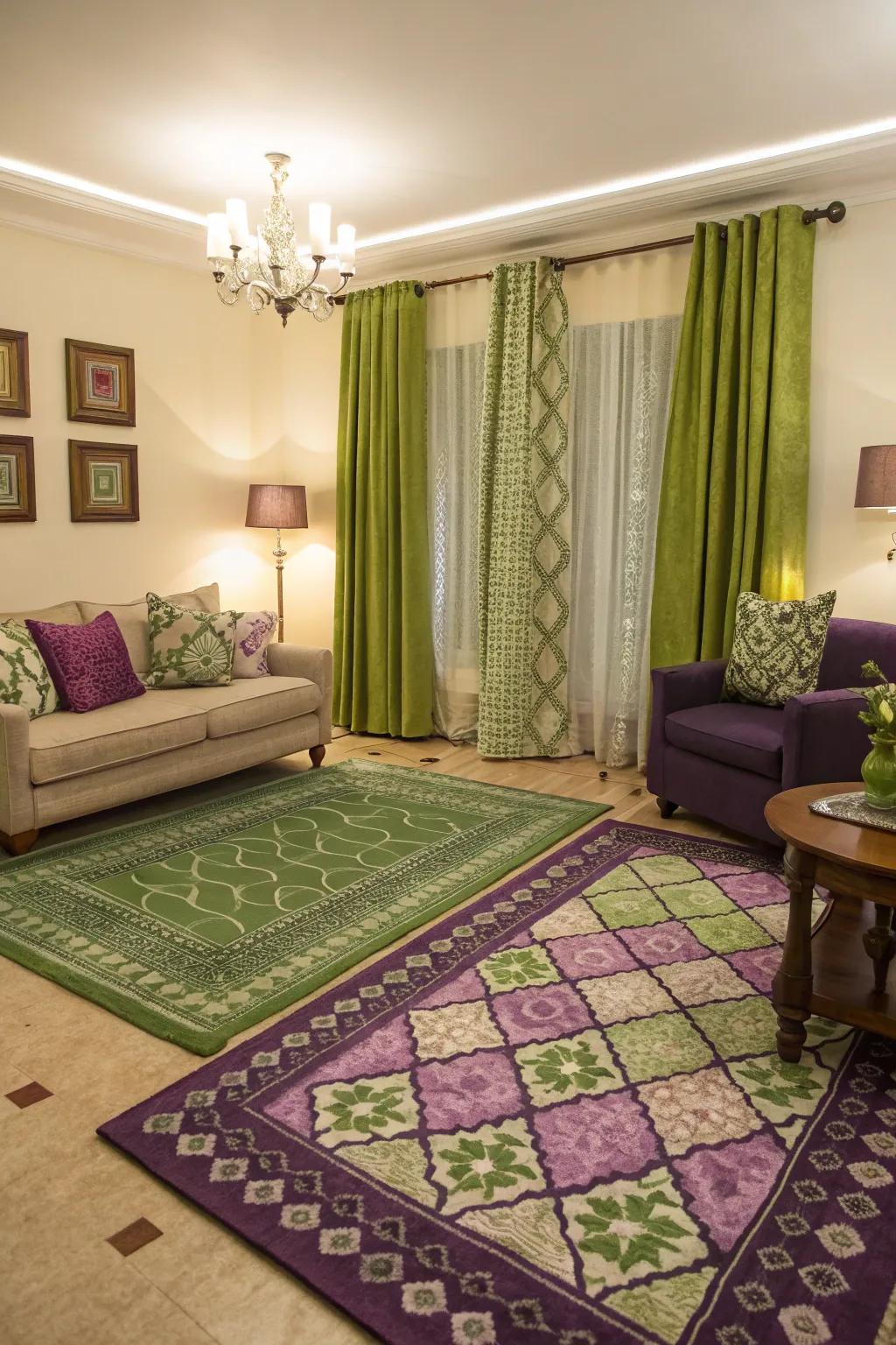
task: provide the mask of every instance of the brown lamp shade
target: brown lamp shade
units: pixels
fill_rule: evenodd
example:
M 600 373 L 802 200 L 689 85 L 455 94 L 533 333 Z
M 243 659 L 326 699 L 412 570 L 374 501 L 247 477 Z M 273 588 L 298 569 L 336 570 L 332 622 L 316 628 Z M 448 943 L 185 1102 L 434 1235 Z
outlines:
M 308 527 L 304 486 L 250 486 L 246 527 Z
M 862 448 L 856 508 L 896 508 L 896 444 L 868 444 Z

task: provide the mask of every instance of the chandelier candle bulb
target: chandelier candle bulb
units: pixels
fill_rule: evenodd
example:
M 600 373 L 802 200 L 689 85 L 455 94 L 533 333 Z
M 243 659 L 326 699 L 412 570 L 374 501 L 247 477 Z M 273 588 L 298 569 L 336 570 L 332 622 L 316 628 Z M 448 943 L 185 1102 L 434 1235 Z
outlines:
M 308 207 L 308 233 L 312 243 L 312 257 L 326 257 L 329 252 L 330 208 L 322 200 L 313 200 Z
M 227 226 L 230 229 L 231 246 L 246 247 L 249 243 L 249 211 L 246 202 L 239 196 L 230 196 L 226 202 Z
M 340 225 L 336 230 L 336 252 L 340 276 L 355 274 L 355 225 Z
M 351 225 L 340 225 L 344 256 L 337 258 L 330 245 L 330 208 L 324 202 L 313 202 L 308 213 L 310 246 L 304 246 L 296 237 L 296 221 L 283 195 L 289 155 L 271 152 L 265 157 L 274 192 L 258 233 L 250 234 L 246 202 L 238 196 L 228 198 L 226 214 L 208 215 L 206 256 L 218 297 L 230 307 L 244 295 L 254 313 L 270 304 L 283 327 L 297 308 L 325 323 L 336 309 L 334 296 L 355 274 L 355 230 Z M 336 266 L 340 284 L 333 288 L 320 276 L 324 268 Z
M 214 261 L 218 257 L 230 256 L 230 229 L 227 215 L 212 214 L 208 217 L 208 235 L 206 242 L 206 257 Z

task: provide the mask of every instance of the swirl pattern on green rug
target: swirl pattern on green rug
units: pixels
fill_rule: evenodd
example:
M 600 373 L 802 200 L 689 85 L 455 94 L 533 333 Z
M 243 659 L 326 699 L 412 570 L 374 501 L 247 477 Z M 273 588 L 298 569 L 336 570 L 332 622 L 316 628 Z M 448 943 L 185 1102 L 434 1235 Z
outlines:
M 210 1054 L 603 811 L 348 761 L 0 865 L 0 952 Z

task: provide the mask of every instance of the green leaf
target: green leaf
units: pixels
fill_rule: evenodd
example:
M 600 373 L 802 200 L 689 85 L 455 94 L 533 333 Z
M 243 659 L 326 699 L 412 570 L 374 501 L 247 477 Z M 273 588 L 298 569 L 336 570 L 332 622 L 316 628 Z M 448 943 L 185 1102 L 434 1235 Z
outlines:
M 588 1206 L 600 1219 L 606 1219 L 607 1223 L 611 1219 L 622 1219 L 622 1205 L 619 1204 L 618 1200 L 614 1200 L 613 1196 L 609 1196 L 606 1198 L 602 1198 L 599 1196 L 591 1196 L 591 1198 L 588 1200 Z M 582 1216 L 578 1216 L 578 1219 L 579 1223 L 582 1223 Z
M 618 1262 L 622 1255 L 622 1243 L 615 1233 L 591 1233 L 580 1240 L 579 1248 L 609 1262 Z
M 631 1239 L 619 1260 L 619 1270 L 629 1271 L 642 1260 L 660 1270 L 660 1248 L 649 1233 Z

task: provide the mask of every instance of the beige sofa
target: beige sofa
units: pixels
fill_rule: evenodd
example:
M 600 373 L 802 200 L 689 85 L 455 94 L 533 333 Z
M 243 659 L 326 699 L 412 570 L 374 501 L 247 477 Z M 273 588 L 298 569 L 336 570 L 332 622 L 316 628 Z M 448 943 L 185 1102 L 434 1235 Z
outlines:
M 172 593 L 171 601 L 218 612 L 218 585 Z M 137 672 L 149 670 L 145 601 L 60 603 L 9 612 L 81 625 L 111 612 Z M 23 854 L 42 827 L 133 799 L 211 780 L 310 748 L 320 765 L 330 741 L 333 659 L 329 650 L 270 644 L 270 677 L 230 686 L 146 691 L 89 714 L 56 710 L 36 720 L 0 703 L 0 845 Z

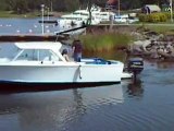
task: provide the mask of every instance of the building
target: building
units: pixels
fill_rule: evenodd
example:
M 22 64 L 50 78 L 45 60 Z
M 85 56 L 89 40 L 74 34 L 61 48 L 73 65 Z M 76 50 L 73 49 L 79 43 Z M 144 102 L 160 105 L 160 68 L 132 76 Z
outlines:
M 150 13 L 153 13 L 153 12 L 161 12 L 161 9 L 160 9 L 159 5 L 156 5 L 156 4 L 146 4 L 142 8 L 142 12 L 146 13 L 146 14 L 150 14 Z

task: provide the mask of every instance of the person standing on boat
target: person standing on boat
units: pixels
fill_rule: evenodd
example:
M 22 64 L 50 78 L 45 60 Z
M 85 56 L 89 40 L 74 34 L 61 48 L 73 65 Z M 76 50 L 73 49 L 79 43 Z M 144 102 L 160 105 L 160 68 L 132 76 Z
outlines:
M 83 44 L 82 44 L 82 41 L 79 39 L 75 39 L 73 41 L 72 48 L 73 48 L 73 58 L 74 58 L 74 61 L 80 62 L 82 51 L 83 51 Z
M 66 61 L 70 61 L 69 56 L 67 56 L 67 49 L 63 49 L 62 56 L 64 57 L 64 59 L 65 59 Z

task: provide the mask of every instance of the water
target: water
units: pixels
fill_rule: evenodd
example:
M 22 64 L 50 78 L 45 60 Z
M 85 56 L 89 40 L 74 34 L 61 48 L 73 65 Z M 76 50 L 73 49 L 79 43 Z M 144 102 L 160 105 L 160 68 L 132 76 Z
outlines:
M 173 131 L 173 72 L 172 62 L 146 60 L 136 83 L 0 93 L 0 130 Z

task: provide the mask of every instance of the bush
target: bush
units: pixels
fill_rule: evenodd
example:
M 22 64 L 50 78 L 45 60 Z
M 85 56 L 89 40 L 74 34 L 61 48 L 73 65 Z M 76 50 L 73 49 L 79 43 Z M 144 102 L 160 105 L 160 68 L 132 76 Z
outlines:
M 170 17 L 169 13 L 151 13 L 151 14 L 139 14 L 140 22 L 166 22 Z

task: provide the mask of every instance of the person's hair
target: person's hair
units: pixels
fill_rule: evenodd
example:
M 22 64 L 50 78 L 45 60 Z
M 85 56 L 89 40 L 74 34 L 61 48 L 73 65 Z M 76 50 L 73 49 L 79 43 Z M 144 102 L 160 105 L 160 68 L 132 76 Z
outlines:
M 62 55 L 67 55 L 67 49 L 63 49 Z

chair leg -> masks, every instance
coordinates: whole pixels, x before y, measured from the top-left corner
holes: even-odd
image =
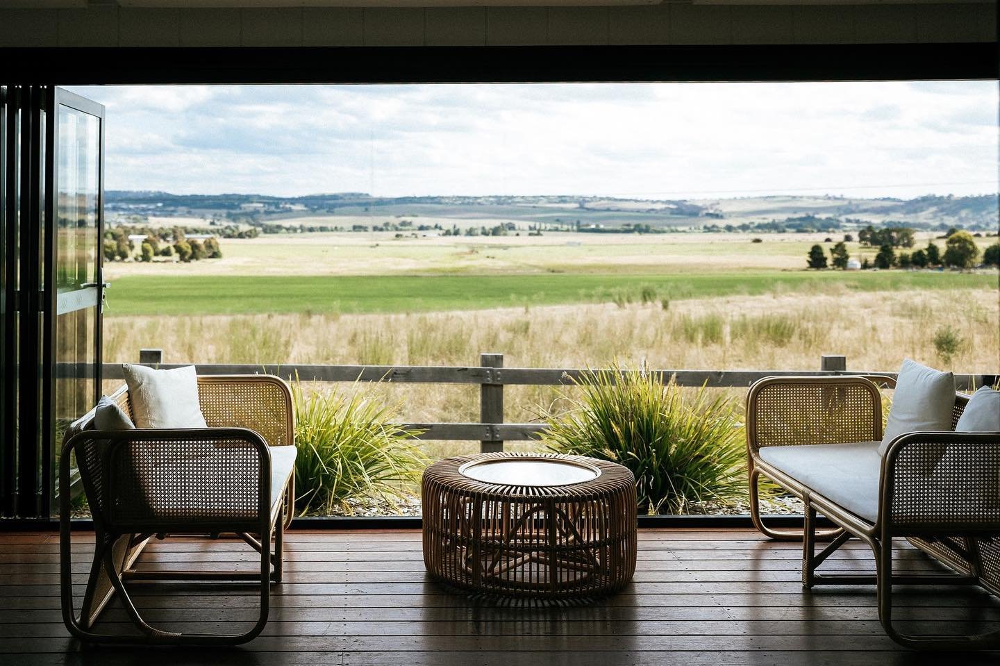
[[[274,526],[274,557],[271,582],[280,583],[285,563],[285,521],[279,516]]]
[[[816,509],[806,501],[805,517],[802,530],[802,587],[807,590],[813,586],[813,571],[816,569]]]
[[[892,624],[892,540],[891,538],[883,538],[880,542],[871,545],[875,553],[875,575],[878,580],[878,619],[889,638],[903,647],[913,650],[996,650],[1000,648],[1000,629],[969,636],[918,636],[897,631]]]

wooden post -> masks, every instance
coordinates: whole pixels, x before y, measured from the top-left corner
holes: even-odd
[[[503,354],[480,354],[479,365],[496,368],[490,371],[493,381],[481,384],[479,389],[479,422],[486,424],[486,439],[479,442],[479,450],[482,453],[503,451],[503,440],[498,439],[496,428],[489,426],[491,423],[503,423],[503,384],[500,383]]]
[[[847,357],[824,354],[823,356],[819,357],[819,369],[826,371],[846,372]]]
[[[160,365],[163,363],[162,349],[140,349],[139,363],[143,365]]]

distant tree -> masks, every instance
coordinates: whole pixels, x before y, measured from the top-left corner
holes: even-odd
[[[956,268],[972,268],[976,265],[979,248],[968,231],[956,231],[944,243],[944,263]]]
[[[928,266],[941,265],[941,249],[934,244],[934,241],[927,243],[927,265]]]
[[[217,238],[205,239],[205,254],[208,255],[209,259],[222,259],[222,250],[219,249],[219,240]]]
[[[181,261],[185,263],[191,261],[191,246],[187,241],[177,241],[174,243],[174,252],[177,253],[177,258]]]
[[[887,244],[880,247],[878,254],[875,255],[875,268],[892,268],[894,263],[896,263],[896,253],[892,246]]]
[[[983,252],[983,263],[1000,268],[1000,243],[994,243],[986,248]]]
[[[195,261],[208,257],[208,253],[205,252],[205,246],[200,241],[190,240],[188,241],[188,245],[191,246],[191,258]]]
[[[843,241],[830,248],[830,263],[833,264],[834,268],[844,270],[847,268],[847,260],[850,258],[851,255],[847,253],[847,245]]]
[[[823,248],[819,245],[813,245],[809,248],[809,257],[806,263],[809,264],[809,268],[826,268],[826,254],[823,252]]]
[[[895,229],[896,242],[894,245],[896,247],[913,247],[915,237],[913,235],[913,229],[909,227],[900,227]]]

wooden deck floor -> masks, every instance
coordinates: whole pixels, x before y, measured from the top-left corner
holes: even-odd
[[[92,535],[74,534],[82,582]],[[264,634],[239,648],[92,648],[71,639],[59,610],[59,537],[0,534],[0,663],[3,664],[912,664],[941,663],[885,637],[874,588],[799,583],[801,547],[749,530],[642,530],[634,582],[579,605],[475,598],[431,581],[420,533],[291,532],[285,581],[272,588]],[[154,543],[144,568],[251,568],[242,542]],[[901,544],[898,566],[931,571]],[[848,544],[836,570],[869,571],[871,555]],[[134,583],[153,622],[182,630],[232,630],[255,617],[246,586]],[[141,589],[140,586],[143,586]],[[921,631],[956,632],[1000,622],[1000,602],[977,589],[899,588],[897,615]],[[122,623],[114,602],[102,623]],[[995,624],[993,626],[996,626]],[[1000,663],[998,655],[956,663]]]

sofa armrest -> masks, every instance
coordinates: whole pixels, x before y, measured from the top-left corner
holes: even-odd
[[[1000,532],[1000,432],[912,432],[882,462],[880,518],[891,530]]]
[[[882,398],[861,376],[765,377],[746,402],[747,448],[838,444],[882,438]]]
[[[271,454],[253,430],[87,430],[67,441],[64,461],[73,449],[95,519],[113,531],[237,531],[270,518]]]

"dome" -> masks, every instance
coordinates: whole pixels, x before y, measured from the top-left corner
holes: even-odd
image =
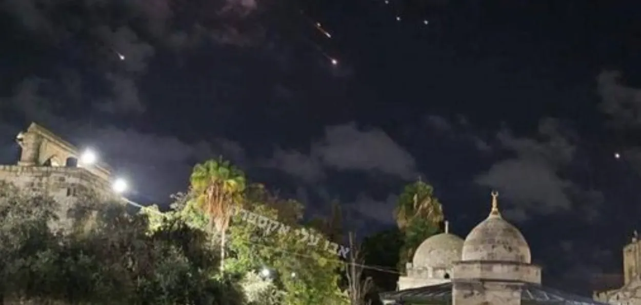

_GIVEN REQUEST:_ Copy the rows above again, from the line with "wooden post -> masks, every instance" to the line with "[[[160,365],[163,363],[162,349],[140,349],[139,363],[143,365]]]", both included, with every line kept and 80 added to each coordinate in the answers.

_SOLUTION TO THIS PROBLEM:_
wooden post -> masks, every instance
coordinates: whole pixels, x before y, measured from the top-left corner
holes: even-odd
[[[583,434],[560,434],[559,445],[576,448],[570,451],[573,461],[561,464],[559,469],[559,502],[566,504],[566,519],[559,522],[559,530],[562,533],[583,531],[583,520],[578,519],[576,508],[569,506],[571,503],[583,503],[583,464],[580,463]]]
[[[927,437],[904,434],[903,436],[899,437],[899,449],[906,451],[926,452]]]
[[[240,445],[243,443],[242,429],[220,429],[219,443],[223,445]]]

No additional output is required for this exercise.